──────── Extracted material

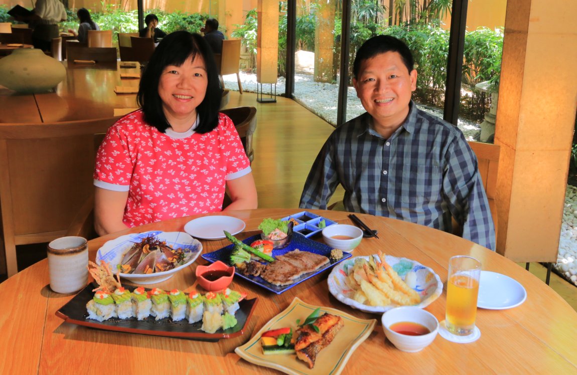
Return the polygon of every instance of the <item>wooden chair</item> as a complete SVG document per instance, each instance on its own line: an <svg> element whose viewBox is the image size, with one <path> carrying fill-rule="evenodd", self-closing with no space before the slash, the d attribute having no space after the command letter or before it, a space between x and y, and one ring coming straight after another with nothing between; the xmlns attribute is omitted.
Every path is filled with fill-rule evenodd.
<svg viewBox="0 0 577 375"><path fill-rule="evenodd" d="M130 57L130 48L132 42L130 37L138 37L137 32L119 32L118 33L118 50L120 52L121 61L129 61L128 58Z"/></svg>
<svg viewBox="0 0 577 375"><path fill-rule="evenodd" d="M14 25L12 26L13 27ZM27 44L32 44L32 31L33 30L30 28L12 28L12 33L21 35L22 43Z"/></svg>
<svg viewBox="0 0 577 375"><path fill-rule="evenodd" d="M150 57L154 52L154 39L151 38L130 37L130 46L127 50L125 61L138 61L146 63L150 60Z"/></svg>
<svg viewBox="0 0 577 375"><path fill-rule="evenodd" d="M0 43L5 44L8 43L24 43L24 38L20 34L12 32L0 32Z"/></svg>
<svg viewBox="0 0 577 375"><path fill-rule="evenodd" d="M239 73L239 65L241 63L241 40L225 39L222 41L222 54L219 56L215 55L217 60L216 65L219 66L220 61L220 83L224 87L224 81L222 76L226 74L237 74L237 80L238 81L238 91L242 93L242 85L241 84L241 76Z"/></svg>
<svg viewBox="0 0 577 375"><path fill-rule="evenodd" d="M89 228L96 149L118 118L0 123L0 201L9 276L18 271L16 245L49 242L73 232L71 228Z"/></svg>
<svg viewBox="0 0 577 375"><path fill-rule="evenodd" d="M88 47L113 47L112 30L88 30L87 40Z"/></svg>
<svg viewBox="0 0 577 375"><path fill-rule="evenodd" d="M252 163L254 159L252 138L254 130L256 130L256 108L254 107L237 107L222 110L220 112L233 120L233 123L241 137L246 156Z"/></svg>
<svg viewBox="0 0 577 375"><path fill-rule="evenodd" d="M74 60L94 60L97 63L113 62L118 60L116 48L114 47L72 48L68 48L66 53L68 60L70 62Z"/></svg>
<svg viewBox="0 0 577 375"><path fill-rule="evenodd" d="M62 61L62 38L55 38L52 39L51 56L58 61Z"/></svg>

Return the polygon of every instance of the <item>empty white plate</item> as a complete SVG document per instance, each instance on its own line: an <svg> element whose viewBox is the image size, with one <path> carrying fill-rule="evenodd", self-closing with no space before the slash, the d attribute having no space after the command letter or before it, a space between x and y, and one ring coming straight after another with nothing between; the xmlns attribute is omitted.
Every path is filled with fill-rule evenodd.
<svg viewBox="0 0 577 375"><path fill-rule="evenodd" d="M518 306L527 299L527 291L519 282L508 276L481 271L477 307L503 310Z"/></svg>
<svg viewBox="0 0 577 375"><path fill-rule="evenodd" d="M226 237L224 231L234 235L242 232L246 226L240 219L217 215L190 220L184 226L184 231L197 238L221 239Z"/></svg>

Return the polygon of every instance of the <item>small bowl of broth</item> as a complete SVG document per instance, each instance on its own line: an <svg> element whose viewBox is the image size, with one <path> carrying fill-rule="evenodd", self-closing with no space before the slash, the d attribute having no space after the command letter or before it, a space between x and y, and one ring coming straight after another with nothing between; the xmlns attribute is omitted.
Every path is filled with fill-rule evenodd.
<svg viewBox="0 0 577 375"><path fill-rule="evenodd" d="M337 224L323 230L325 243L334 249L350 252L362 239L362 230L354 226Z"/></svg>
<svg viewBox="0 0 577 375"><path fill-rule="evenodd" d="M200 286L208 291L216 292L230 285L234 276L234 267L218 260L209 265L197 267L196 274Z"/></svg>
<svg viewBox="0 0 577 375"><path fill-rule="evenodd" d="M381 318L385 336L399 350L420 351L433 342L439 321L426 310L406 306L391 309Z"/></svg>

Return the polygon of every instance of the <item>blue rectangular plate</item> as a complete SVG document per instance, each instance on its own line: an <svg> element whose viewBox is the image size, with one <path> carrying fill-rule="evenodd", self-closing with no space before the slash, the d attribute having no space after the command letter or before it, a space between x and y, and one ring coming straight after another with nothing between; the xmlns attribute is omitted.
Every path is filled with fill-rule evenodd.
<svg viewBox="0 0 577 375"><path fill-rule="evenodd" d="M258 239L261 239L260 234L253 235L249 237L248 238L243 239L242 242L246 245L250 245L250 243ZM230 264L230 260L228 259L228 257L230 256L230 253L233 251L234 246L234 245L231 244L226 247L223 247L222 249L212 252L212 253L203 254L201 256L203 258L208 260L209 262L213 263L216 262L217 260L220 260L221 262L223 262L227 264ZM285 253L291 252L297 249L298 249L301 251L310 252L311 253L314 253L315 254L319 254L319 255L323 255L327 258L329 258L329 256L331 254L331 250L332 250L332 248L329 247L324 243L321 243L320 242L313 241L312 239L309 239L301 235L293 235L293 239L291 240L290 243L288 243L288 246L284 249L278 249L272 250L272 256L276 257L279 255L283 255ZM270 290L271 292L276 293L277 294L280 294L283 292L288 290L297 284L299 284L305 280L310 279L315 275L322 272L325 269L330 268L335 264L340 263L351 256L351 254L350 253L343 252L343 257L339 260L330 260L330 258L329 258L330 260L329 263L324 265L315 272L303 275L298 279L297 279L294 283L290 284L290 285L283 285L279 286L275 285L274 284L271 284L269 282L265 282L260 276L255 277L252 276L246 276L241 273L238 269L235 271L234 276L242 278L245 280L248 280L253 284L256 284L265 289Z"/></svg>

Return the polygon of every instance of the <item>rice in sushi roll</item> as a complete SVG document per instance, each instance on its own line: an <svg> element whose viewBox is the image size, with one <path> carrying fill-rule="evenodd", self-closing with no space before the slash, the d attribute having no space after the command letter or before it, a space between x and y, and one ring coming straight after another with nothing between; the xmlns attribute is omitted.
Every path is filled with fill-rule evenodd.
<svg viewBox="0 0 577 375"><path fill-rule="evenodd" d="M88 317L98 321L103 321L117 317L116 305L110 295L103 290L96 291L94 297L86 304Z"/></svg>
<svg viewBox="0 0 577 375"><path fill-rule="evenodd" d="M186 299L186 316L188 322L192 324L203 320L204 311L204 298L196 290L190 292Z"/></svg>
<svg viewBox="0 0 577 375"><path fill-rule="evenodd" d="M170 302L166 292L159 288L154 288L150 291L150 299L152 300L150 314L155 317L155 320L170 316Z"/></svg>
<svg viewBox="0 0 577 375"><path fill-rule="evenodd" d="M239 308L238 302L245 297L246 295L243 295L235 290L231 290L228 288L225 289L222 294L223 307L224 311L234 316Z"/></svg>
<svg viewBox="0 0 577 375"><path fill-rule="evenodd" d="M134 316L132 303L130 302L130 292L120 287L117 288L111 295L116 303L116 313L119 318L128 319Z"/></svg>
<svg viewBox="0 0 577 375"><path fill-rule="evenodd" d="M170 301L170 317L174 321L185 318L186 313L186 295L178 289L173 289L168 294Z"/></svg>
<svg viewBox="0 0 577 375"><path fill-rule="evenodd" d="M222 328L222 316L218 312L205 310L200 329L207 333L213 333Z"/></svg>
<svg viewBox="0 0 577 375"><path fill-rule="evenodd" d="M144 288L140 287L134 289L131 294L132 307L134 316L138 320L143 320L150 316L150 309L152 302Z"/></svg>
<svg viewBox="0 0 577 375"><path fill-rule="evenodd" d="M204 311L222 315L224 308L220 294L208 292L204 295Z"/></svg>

────────────────

The exercise = Please write out every line of the records above word for word, leaving out the pictures.

The response =
Return the polygon of every instance of the <item>wooden chair</item> as a complete SVG document per instance, each instance on its own line: an <svg> element whose viewBox is the image size, with one <path> carrying fill-rule="evenodd", self-closing with no space before the slash, the d attribute having no space after the command letter or before it, a space between x and y, and one ring coming straight after another with nothing between; the xmlns attribute is omitted.
Every path is filled with fill-rule evenodd.
<svg viewBox="0 0 577 375"><path fill-rule="evenodd" d="M130 57L130 48L132 42L130 37L138 37L137 32L119 32L118 33L118 50L120 52L121 61L129 61L128 58Z"/></svg>
<svg viewBox="0 0 577 375"><path fill-rule="evenodd" d="M14 25L12 26L13 27ZM27 44L32 44L32 31L33 30L30 28L12 28L12 33L21 35L22 43Z"/></svg>
<svg viewBox="0 0 577 375"><path fill-rule="evenodd" d="M150 57L154 52L154 39L151 38L130 37L130 46L127 50L125 61L138 61L146 63L150 60Z"/></svg>
<svg viewBox="0 0 577 375"><path fill-rule="evenodd" d="M0 43L5 44L8 43L24 43L24 38L20 34L12 32L0 32Z"/></svg>
<svg viewBox="0 0 577 375"><path fill-rule="evenodd" d="M239 73L239 65L241 63L241 40L225 39L222 41L222 54L219 56L215 55L217 60L216 65L219 66L220 61L220 83L224 87L224 81L222 76L226 74L237 74L237 80L238 81L238 91L242 93L242 85L241 84L241 76Z"/></svg>
<svg viewBox="0 0 577 375"><path fill-rule="evenodd" d="M89 228L96 149L118 118L0 123L0 201L9 276L18 271L16 245L49 242L73 232L71 228Z"/></svg>
<svg viewBox="0 0 577 375"><path fill-rule="evenodd" d="M88 47L113 47L112 30L88 30L87 40Z"/></svg>
<svg viewBox="0 0 577 375"><path fill-rule="evenodd" d="M252 163L254 159L252 138L254 130L256 130L256 108L254 107L237 107L222 110L220 112L233 120L233 123L241 137L246 156Z"/></svg>
<svg viewBox="0 0 577 375"><path fill-rule="evenodd" d="M74 60L94 60L97 63L113 62L118 60L116 48L114 47L72 48L68 48L66 53L68 60L70 62Z"/></svg>
<svg viewBox="0 0 577 375"><path fill-rule="evenodd" d="M62 61L62 38L55 38L52 39L51 56L58 61Z"/></svg>

Return the polygon of every instance of the <item>empty white plate</item> as a complete SVG document per instance, each instance on its own line: an <svg> element whose viewBox is the image size, with one <path> carrying fill-rule="evenodd", self-closing with no space before the slash, the d attribute having no space after the command letter or before it, a space between x and y, and one ring coming straight after another with nothing between; the xmlns attribute is omitted.
Every path is filled with fill-rule evenodd.
<svg viewBox="0 0 577 375"><path fill-rule="evenodd" d="M518 306L527 299L527 291L519 282L508 276L481 271L477 307L503 310Z"/></svg>
<svg viewBox="0 0 577 375"><path fill-rule="evenodd" d="M226 237L224 231L234 235L242 232L246 226L240 219L217 215L190 220L184 226L184 231L197 238L221 239Z"/></svg>

Return the polygon of every instance of the <item>small bowl of broth</item> as a complete SVG document per instance, each instance on its own line: an <svg> element whose viewBox is the image size, with one <path> carrying fill-rule="evenodd", self-closing with no space before the slash, the d attribute having no space after the command letter or before it, a space between x and y, and one ring coming straight after another with nothing between; the xmlns attribute is omitted.
Every path is filled with fill-rule evenodd.
<svg viewBox="0 0 577 375"><path fill-rule="evenodd" d="M337 224L323 230L325 243L334 249L350 252L362 239L362 230L354 226Z"/></svg>
<svg viewBox="0 0 577 375"><path fill-rule="evenodd" d="M200 286L208 291L216 292L230 285L234 276L234 267L218 260L209 265L197 267L196 274Z"/></svg>
<svg viewBox="0 0 577 375"><path fill-rule="evenodd" d="M381 318L385 336L399 350L420 351L433 342L439 321L426 310L406 306L391 309Z"/></svg>

Return the polygon of every instance of the <item>blue rectangular plate</item> as a complete SVG document per instance, each instance on its own line: an <svg> element whose viewBox is the image size, with one <path> carrying fill-rule="evenodd", self-closing with no space before the slash, the d attribute having no space after the command letter or before it, a space between x and y, and one ring coming straight after another with nothing between; the xmlns attribute is omitted.
Every path is filled with fill-rule evenodd.
<svg viewBox="0 0 577 375"><path fill-rule="evenodd" d="M258 239L261 239L260 234L253 235L249 237L248 238L243 239L242 242L246 245L250 245L250 243ZM230 264L230 260L228 259L228 257L230 256L230 253L233 251L234 246L234 245L231 244L226 247L223 247L222 249L212 252L212 253L203 254L201 256L203 258L208 260L209 262L213 263L216 262L217 260L220 260L221 262L223 262L227 264ZM285 253L291 252L297 249L298 249L301 251L310 252L311 253L314 253L315 254L319 254L319 255L323 255L327 258L329 258L329 256L331 254L331 250L332 250L332 248L329 247L324 243L321 243L320 242L313 241L312 239L309 239L301 235L293 235L293 239L291 240L290 243L288 243L288 246L284 249L278 249L272 250L272 256L276 257L279 255L283 255ZM270 290L271 292L276 293L277 294L280 294L283 292L288 290L297 284L299 284L305 280L310 279L315 275L322 272L325 269L330 268L335 264L340 263L351 256L351 254L350 253L343 252L343 257L339 260L330 260L330 258L329 258L330 260L329 263L324 265L315 272L303 275L298 279L297 279L294 283L290 284L290 285L283 285L279 286L275 285L274 284L271 284L269 282L265 282L260 276L255 277L252 276L246 276L241 273L238 269L235 271L234 276L242 278L245 280L248 280L253 284L256 284L265 289Z"/></svg>

Return the polygon of every instance of the <item>rice in sushi roll</item> as a complete SVG document per instance, each instance on its own line: an <svg> element whose viewBox is the image size, with one <path> carrying fill-rule="evenodd", self-closing with no space before the slash, the d attribute having no space after the command letter or before it, a space between x and y, and one ring coming straight after another with nothing between; the xmlns attribute is omitted.
Every path is filled with fill-rule evenodd.
<svg viewBox="0 0 577 375"><path fill-rule="evenodd" d="M88 317L98 321L103 321L117 317L116 305L110 295L103 290L96 291L94 297L86 304Z"/></svg>
<svg viewBox="0 0 577 375"><path fill-rule="evenodd" d="M186 299L186 316L188 322L192 324L203 320L204 311L204 298L196 290L190 292Z"/></svg>
<svg viewBox="0 0 577 375"><path fill-rule="evenodd" d="M170 302L166 292L159 288L154 288L150 291L150 299L152 300L150 314L155 317L155 320L170 316Z"/></svg>
<svg viewBox="0 0 577 375"><path fill-rule="evenodd" d="M239 308L238 302L245 297L246 295L243 295L235 290L231 290L228 288L225 289L222 294L223 307L224 311L234 316Z"/></svg>
<svg viewBox="0 0 577 375"><path fill-rule="evenodd" d="M134 316L132 303L130 302L130 292L120 287L117 288L111 295L116 303L116 313L119 318L128 319Z"/></svg>
<svg viewBox="0 0 577 375"><path fill-rule="evenodd" d="M170 301L170 317L174 321L185 318L186 313L186 295L178 289L173 289L168 294Z"/></svg>
<svg viewBox="0 0 577 375"><path fill-rule="evenodd" d="M222 328L222 316L218 312L205 310L200 329L207 333L213 333Z"/></svg>
<svg viewBox="0 0 577 375"><path fill-rule="evenodd" d="M144 288L140 287L134 289L131 294L132 307L134 316L138 320L143 320L150 316L150 309L152 302Z"/></svg>
<svg viewBox="0 0 577 375"><path fill-rule="evenodd" d="M204 311L222 315L224 308L220 294L208 292L204 295Z"/></svg>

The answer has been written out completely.